■ TAREAS POR RESOLVER ■
1. Según el texto sobre el vampiro, ¿qué actor hace de Drácula en la miniserie estrenada en enero de 2020?
2. Retoma el texto sobre el Drácula de la miniserie a partir de su última oración.

■ TEXTO DE LA PÁGINA ■

La historia natural del vampiro:
Al encuentro de las historias secretas y melancólicas de la muerte (II)
(Puedes leer la Parte I aquí)
El Drácula interpretado por el actor Claes Bang en la miniserie del mismo nombre estrenada en enero 2020, no es una figura lóbrega, sufriente y martirizada por su pasado. En realidad, es una criatura plena de poder, llena de energía intelectual y sexual, pero sobre todo, es un personaje inclasificable. La enésima versión del vampiro más famoso de la literatura, llega a la televisión desde una perspectiva tan fresca como atractiva: Es un monstruo, pero también es un hombre brillante — y no, no hay que preocuparse que lo sea como el olvidable Edward Cullen — que tiene en mente un gran plan. Desde esta noción de la ambición, la narración a base de Flashbacks de Steven Moffat y Mark Gatiss es un nuevo rostro para el mal en estado puro, pero también, una búsqueda exhaustiva de la raíz de lo que consideramos monstruoso.
Por supuesto, también es una obra clásica gótica y como tal, abunda la sangre, la oscuridad y la elegancia misteriosa de los castillos y grandes habitaciones en penumbras, pero lo realmente original de este Drácula para la segunda década del Milenio, es sin duda su cualidad cínica, violenta, bestial y al borde de lo que podríamos suponer incluso desconcertante. El Drácula contemporáneo no sólo es amante de los juegos de palabra, del humor retorcido, sino que también es una bestia violenta, un hombre con una visión política a largo plazo y una criatura inmortal planeando el futuro. Todo bajo el empaque de un caballero impecable que siempre sonríe después de matar.

■ EXTRACTOS DE DATOS ■
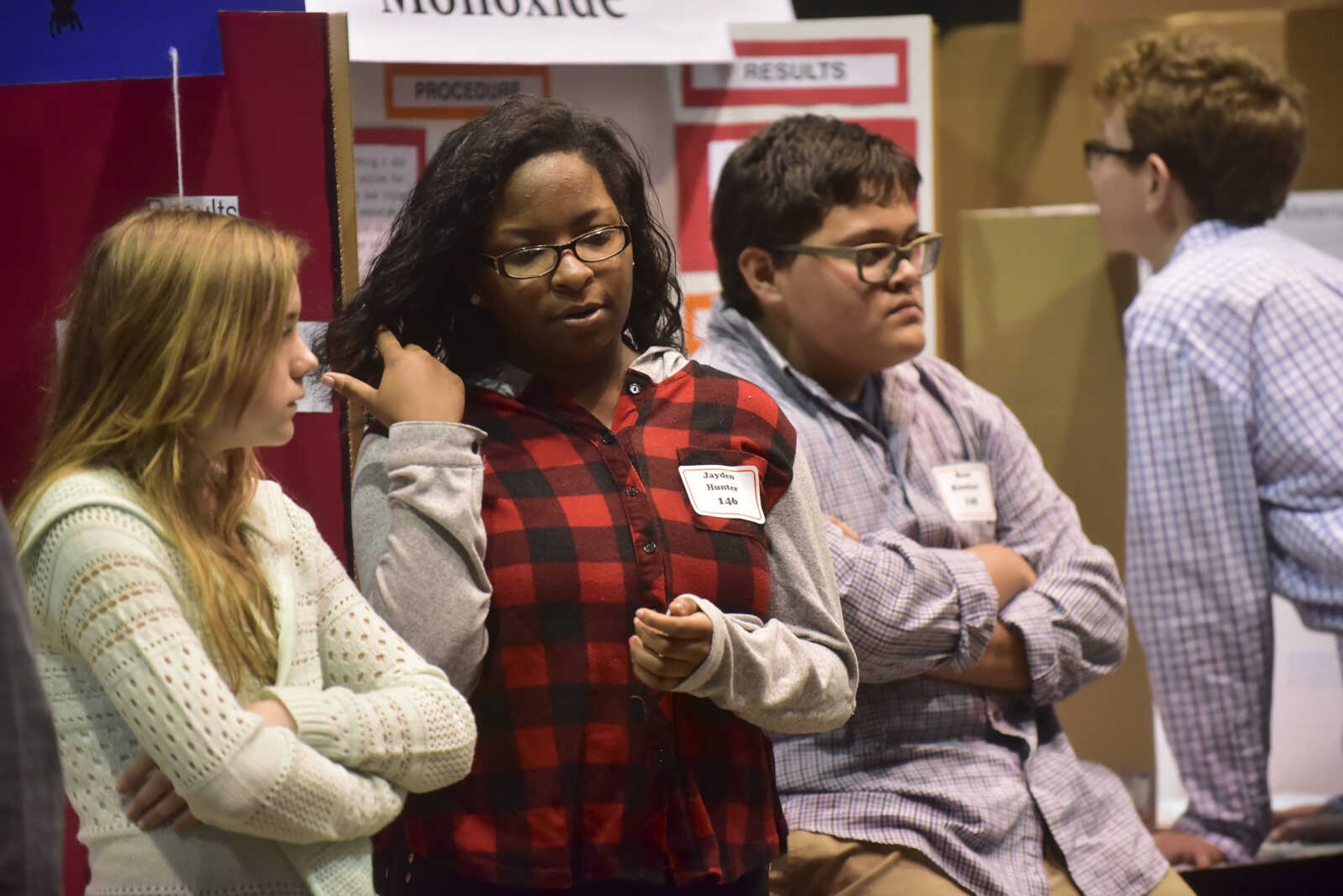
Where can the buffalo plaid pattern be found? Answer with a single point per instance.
(582, 774)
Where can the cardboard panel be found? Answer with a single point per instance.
(1051, 27)
(1043, 330)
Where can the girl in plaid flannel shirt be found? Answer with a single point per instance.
(656, 593)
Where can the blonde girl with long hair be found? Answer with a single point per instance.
(233, 717)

■ LOS RESULTADOS ■
1. Claes Bang.

2.
Sin duda, a una buena cantidad de fanáticos del género de vampiros y del cine gótico en general, le puede resultar por completo incómodo un Conde Drácula tan consciente de su atractivo, más interesado en vivir que en sufrir una larga existencia de penurias en la oscuridad y sobre todo, uno que tomó la decisión consciente de enfrentar el mundo de los hombres con sus propias armas. Pero es inevitable que el vampiro se transforme de generación en generación, que tenga un rostro nuevo para cada forma del mal cultural que representa y que sin duda, sea un símbolo mutable de lo que consideramos maligno. Hagamos un repaso de como Vlad Tepes III, Príncipe de Valaquia, se convirtió en una celebridad pop del nuevo milenio.
El rostro del misterio
Decía Paul Barber — investigador del folclor de los vampiros del Museo Fowler de Historia Cultural en la Universidad de California — que los vampiros “son el rostro del mal que se transforma siglo con siglo”. Un planteamiento interesante que parece resumir esa visión de lo maligno — y del monstruo — como un reflejo de la sociedad que le crea, le protege y le teme. Y no obstante el vampiro, como símbolo de la aspiración elemental del hombre por la eternidad y más allá, de esa tentación del mal en estado puro, parece incluso trascender a esa idea: Tal vez por ese motivo, el mito del chupador de sangre ha formado parte de los temores y misterios del hombre durante casi toda su historia. Un monstruo a su imagen y semejanza, una criatura capaz de reflejar lo que somos y también, lo que tememos ser.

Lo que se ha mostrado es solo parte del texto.